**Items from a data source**
=== Section Start ===

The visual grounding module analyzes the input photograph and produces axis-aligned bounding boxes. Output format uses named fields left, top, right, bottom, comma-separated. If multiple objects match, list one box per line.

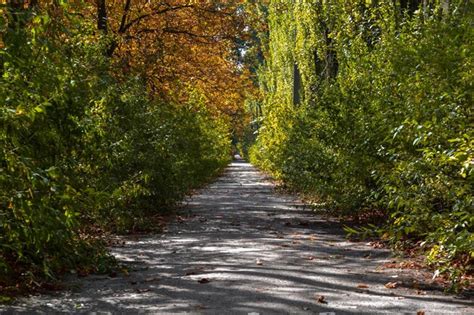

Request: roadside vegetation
left=245, top=0, right=473, bottom=290
left=1, top=0, right=472, bottom=299
left=1, top=1, right=248, bottom=297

=== Section End ===

Copy out every line above, word for word, minus images.

The visual grounding module analyzes the input photograph and produces axis-aligned bounding boxes. Output format uses named fields left, top, right, bottom, comma-separated. If multiple objects match, list one box per line.


Request: roadside vegetation
left=245, top=0, right=473, bottom=290
left=1, top=0, right=472, bottom=299
left=1, top=1, right=248, bottom=297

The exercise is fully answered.